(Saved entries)
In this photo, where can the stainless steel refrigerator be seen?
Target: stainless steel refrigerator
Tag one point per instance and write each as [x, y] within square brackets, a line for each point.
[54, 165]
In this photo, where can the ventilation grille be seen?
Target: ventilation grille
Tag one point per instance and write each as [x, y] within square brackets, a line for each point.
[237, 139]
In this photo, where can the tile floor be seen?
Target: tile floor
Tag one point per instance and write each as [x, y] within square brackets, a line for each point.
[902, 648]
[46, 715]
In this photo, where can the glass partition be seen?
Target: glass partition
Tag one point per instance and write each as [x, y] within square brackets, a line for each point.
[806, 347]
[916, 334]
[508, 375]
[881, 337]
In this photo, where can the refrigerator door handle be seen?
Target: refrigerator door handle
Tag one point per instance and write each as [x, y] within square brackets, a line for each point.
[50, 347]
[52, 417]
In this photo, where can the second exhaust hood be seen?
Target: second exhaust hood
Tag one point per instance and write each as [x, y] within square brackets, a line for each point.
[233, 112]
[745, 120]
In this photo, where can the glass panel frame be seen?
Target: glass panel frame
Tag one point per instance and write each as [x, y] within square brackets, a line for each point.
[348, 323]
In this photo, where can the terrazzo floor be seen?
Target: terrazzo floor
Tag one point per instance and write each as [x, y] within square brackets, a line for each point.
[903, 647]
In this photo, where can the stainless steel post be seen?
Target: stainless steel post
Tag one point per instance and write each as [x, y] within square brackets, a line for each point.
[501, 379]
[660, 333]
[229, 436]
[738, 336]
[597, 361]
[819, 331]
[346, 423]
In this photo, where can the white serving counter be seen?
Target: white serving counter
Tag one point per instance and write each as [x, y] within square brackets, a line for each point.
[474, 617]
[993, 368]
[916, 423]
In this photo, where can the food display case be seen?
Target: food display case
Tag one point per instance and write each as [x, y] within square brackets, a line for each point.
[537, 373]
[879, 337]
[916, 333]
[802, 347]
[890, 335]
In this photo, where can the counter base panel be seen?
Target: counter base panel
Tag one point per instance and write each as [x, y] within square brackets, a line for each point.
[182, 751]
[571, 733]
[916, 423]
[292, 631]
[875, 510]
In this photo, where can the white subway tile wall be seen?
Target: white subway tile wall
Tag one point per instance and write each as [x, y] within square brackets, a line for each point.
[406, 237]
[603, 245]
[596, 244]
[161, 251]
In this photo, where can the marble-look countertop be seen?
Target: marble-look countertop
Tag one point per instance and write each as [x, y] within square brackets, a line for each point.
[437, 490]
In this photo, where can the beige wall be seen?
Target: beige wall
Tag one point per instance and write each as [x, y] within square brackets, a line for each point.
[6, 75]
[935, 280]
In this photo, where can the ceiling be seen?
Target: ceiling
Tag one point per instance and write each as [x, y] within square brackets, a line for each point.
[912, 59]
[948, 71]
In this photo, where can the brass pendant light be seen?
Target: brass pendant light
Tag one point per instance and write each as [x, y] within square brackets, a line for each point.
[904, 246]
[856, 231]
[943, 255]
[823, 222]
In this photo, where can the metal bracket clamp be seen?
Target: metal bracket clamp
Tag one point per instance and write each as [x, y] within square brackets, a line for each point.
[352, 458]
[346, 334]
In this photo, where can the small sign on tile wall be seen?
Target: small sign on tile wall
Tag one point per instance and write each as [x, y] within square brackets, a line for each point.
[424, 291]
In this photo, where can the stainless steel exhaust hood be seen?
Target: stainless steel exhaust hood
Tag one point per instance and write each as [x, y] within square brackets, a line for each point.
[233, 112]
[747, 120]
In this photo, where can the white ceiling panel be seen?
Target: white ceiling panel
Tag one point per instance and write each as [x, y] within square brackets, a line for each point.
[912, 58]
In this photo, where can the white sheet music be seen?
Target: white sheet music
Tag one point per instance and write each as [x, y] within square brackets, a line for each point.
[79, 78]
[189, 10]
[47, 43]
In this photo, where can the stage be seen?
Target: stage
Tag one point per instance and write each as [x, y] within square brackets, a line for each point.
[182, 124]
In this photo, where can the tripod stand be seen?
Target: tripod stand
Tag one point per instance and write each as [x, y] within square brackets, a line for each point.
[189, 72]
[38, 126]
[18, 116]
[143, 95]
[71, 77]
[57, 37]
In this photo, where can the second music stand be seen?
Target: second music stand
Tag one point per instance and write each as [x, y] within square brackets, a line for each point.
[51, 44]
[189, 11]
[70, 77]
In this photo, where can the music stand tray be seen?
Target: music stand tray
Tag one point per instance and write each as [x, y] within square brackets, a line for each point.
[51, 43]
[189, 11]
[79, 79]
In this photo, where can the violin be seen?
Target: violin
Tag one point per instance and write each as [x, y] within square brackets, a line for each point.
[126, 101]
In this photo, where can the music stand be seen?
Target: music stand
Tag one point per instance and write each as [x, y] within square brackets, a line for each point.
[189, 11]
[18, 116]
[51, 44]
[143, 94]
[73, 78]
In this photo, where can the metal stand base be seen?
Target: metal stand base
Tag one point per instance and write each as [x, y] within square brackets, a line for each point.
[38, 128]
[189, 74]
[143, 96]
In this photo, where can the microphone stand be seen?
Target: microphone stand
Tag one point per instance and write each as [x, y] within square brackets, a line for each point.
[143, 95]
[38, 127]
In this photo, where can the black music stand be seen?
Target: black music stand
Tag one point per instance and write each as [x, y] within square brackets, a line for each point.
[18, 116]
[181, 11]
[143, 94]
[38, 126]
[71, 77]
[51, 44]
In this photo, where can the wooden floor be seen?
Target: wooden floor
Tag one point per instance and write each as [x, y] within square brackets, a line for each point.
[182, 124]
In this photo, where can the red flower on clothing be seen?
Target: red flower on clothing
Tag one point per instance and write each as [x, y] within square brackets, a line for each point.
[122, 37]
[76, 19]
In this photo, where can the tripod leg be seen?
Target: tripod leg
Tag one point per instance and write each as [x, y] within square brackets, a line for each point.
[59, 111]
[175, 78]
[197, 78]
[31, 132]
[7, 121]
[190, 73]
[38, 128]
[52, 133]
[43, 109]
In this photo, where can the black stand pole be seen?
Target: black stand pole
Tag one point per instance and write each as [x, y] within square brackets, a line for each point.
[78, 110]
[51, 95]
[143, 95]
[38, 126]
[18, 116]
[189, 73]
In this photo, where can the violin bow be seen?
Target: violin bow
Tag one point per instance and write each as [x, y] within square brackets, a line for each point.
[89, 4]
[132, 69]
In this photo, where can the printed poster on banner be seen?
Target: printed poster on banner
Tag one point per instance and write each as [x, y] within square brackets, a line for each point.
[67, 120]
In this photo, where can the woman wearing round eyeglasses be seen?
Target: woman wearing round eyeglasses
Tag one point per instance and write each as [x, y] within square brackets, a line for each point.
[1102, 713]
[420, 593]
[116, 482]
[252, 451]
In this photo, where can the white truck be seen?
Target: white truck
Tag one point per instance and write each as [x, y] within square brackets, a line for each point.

→ **What you will do**: Every line above that includes the word "refrigerator" must appear in the answer.

→ **Answer to this exercise**:
In this photo, where can the stainless steel refrigerator be seen?
Target: stainless steel refrigerator
In this photo, where can the refrigerator door handle be seen?
Target: refrigerator door handle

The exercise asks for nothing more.